▶ **Your objective**: Please write out every line from the one containing "Tag sandwich in the picture above." down to the one containing "0 103 539 370", both included. Shift each box coordinate by -26 and keep all other text and the numbers in the format lines as they are.

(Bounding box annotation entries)
'''

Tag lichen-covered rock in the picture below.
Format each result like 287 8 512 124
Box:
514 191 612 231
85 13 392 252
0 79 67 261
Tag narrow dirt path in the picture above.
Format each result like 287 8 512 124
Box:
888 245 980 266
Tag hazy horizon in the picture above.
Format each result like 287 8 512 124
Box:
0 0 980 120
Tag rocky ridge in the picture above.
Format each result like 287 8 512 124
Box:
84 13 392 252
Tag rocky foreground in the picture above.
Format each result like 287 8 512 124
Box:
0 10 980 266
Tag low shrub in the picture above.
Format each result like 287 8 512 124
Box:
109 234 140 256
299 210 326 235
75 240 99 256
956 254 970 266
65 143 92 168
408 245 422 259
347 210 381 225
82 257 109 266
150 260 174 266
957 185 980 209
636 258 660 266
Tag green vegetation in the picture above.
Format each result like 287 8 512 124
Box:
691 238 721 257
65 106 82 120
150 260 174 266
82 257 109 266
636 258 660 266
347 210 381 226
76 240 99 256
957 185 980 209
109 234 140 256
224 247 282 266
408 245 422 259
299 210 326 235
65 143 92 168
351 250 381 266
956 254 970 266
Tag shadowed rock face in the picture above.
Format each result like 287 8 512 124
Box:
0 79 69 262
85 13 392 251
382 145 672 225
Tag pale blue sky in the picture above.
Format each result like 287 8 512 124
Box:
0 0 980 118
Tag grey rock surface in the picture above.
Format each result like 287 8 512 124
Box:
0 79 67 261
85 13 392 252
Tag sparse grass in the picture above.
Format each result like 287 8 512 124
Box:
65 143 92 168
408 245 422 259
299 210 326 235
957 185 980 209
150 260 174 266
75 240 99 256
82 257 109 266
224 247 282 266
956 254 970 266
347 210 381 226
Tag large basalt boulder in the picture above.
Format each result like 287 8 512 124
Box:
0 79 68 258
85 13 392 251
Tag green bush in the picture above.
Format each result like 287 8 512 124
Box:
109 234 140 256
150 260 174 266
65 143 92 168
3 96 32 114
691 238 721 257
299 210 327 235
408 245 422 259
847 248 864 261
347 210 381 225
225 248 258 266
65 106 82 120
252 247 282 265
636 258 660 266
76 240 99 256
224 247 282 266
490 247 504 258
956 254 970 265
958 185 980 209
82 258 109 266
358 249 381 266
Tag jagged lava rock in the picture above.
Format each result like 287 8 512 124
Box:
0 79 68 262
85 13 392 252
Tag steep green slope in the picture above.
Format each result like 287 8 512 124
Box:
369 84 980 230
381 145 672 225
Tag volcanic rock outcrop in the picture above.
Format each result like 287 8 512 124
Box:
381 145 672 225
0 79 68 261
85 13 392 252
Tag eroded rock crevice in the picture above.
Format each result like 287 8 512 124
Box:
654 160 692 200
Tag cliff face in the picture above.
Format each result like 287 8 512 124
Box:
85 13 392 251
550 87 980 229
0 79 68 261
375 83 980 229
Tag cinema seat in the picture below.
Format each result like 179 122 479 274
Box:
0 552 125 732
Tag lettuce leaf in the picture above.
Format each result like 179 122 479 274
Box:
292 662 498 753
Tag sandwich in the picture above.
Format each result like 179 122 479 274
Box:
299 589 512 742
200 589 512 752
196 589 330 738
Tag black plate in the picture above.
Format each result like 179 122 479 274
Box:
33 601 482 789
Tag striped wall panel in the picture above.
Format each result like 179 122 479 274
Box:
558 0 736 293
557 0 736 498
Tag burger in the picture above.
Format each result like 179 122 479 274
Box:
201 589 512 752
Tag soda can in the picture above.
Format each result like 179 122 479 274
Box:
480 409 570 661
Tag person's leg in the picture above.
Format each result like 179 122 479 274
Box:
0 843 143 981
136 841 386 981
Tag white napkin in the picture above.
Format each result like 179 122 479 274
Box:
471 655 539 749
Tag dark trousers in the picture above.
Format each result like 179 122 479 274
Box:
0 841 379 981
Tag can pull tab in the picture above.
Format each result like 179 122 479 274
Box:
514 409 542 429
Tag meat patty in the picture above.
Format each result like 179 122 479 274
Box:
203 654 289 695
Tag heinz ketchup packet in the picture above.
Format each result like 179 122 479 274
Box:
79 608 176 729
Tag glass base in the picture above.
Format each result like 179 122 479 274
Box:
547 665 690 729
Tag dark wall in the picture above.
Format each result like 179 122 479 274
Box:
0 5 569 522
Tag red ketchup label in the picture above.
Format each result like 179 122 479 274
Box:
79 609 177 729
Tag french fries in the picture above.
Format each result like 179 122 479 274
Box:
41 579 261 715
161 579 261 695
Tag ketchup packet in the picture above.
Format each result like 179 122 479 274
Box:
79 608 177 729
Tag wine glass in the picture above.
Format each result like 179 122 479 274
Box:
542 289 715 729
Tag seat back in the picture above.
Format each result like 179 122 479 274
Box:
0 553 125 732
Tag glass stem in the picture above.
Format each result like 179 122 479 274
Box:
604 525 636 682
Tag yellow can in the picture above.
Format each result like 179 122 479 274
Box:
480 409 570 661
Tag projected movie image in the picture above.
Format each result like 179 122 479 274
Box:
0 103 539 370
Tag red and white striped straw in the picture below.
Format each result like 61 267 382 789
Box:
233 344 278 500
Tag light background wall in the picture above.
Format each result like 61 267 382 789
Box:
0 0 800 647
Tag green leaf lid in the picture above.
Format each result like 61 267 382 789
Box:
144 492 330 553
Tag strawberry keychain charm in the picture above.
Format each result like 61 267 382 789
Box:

'''

▶ **Response**:
Tag sandwich in the picture above.
Format each result like 179 122 479 274
Box:
273 563 486 716
174 563 486 726
170 563 304 712
Tag black plate in the picture above.
Format each result like 179 122 479 274
Box:
7 575 456 763
Tag striped wall panel in the picture above.
Format each result like 179 122 479 274
Box:
532 -26 710 267
531 -26 710 472
Tag burger in the picture above.
Format each result like 179 122 479 274
Box:
175 563 486 726
Tag soda can in the picture above.
Format each result like 179 122 479 274
Box:
454 383 544 635
Tag person's leg in the picture above.
Format each result like 179 122 479 274
Box:
-26 817 117 955
110 815 360 955
Tag white napkin in the picture above.
Format each result like 179 122 479 274
Box:
445 629 513 723
Tag dark trousers in the picture above.
Format each result like 179 122 479 274
Box:
-26 815 353 955
Tag can pull tab in the picture above.
Format each result like 179 122 479 274
Box:
488 383 516 403
Tag meat patty in the picture above.
Format each result like 179 122 479 274
Box:
177 628 263 669
Tag heinz ketchup packet in the picture above.
Format each result like 179 122 479 274
Box:
53 582 150 703
Tag glass base in the picture above.
Format each result like 179 122 479 274
Box:
521 639 664 703
Tag dark wall in the picture above.
Format each result like 179 122 479 274
Box:
-26 -21 543 496
Tag red ketchup label in the picture above.
Format each result like 179 122 479 274
Box:
53 583 151 703
Tag french fries in the picture above.
Format each result like 179 122 479 274
Box:
15 553 235 689
135 553 235 669
Tag ketchup packet in the picture above.
Format each result like 179 122 479 274
Box:
53 582 151 703
Tag wine glass in the picture above.
Format each result like 179 122 479 274
Box:
516 263 689 703
Tag seat back in the picture above.
Format each result like 179 122 479 274
Box:
-26 527 99 706
Tag glass stem in the picture above.
Format each result like 179 122 479 274
Box:
578 499 610 656
Tag yellow can in the picture above.
Format each result like 179 122 479 274
Box:
454 383 544 635
Tag projected movie image in the picture above.
Format each result like 179 122 479 274
Box:
-26 77 513 344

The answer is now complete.